Particularly over the last 25-30 years, these two factors have changed in such a way as to cause the Democratic Party to move ever more rightward. The labor movement, which was the most important popular impetus behind the New Deal, has grown steadily weaker since the mid-1950s and has assumed a largely conservative posture. Moreover, with the exception of the 1972 presidential election, it has given its support to the Democrats unconditionally. Meanwhile, African Americans, whose mass mobilization during the 1950s and 1960s was the driving force behind Johnson’s Great Society programs and triggered the departure of most of the party’s southern racist contingent, have since become a demobilized and captured constituency. As a result, the capacity of both groups to influence the direction of the Democratic Party has diminished significantly. Simultaneously, the party has grown increasingly dependent upon big business, which itself has grown less and less tolerant of even the most moderate proposals for change. This process became most evident in the early 1980s following the election of Ronald Reagan and the establishment of the Democratic Leadership Council (DLC) in early 1985. Founded by a group of primarily southern conservative Democrats, the DLC set out to move the Party to the right by strengthening its ties to business, while distancing it from labor, African Americans, and the poor. This effort came to fruition in 1992 with the election of Clinton and Gore and was further consolidated with the nomination of Gore and Lieberman in 2000.
* * * * * * * * *
▶ **What this task involves**
Copy out the passage on the Democratic Party's rightward shift word for word, from its first sentence through its last.

▶ **Dataset excerpt**
* * * * * * * * *
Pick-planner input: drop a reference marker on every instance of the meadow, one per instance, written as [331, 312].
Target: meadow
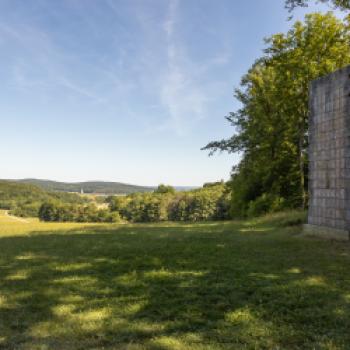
* * * * * * * * *
▶ **Response to this task**
Particularly over the last 25-30 years, these two factors have changed in such a way as to cause the Democratic Party to move ever more rightward. The labor movement, which was the most important popular impetus behind the New Deal, has grown steadily weaker since the mid-1950s and has assumed a largely conservative posture. Moreover, with the exception of the 1972 presidential election, it has given its support to the Democrats unconditionally. Meanwhile, African Americans, whose mass mobilization during the 1950s and 1960s was the driving force behind Johnson’s Great Society programs and triggered the departure of most of the party’s southern racist contingent, have since become a demobilized and captured constituency. As a result, the capacity of both groups to influence the direction of the Democratic Party has diminished significantly. Simultaneously, the party has grown increasingly dependent upon big business, which itself has grown less and less tolerant of even the most moderate proposals for change. This process became most evident in the early 1980s following the election of Ronald Reagan and the establishment of the Democratic Leadership Council (DLC) in early 1985. Founded by a group of primarily southern conservative Democrats, the DLC set out to move the Party to the right by strengthening its ties to business, while distancing it from labor, African Americans, and the poor. This effort came to fruition in 1992 with the election of Clinton and Gore and was further consolidated with the nomination of Gore and Lieberman in 2000.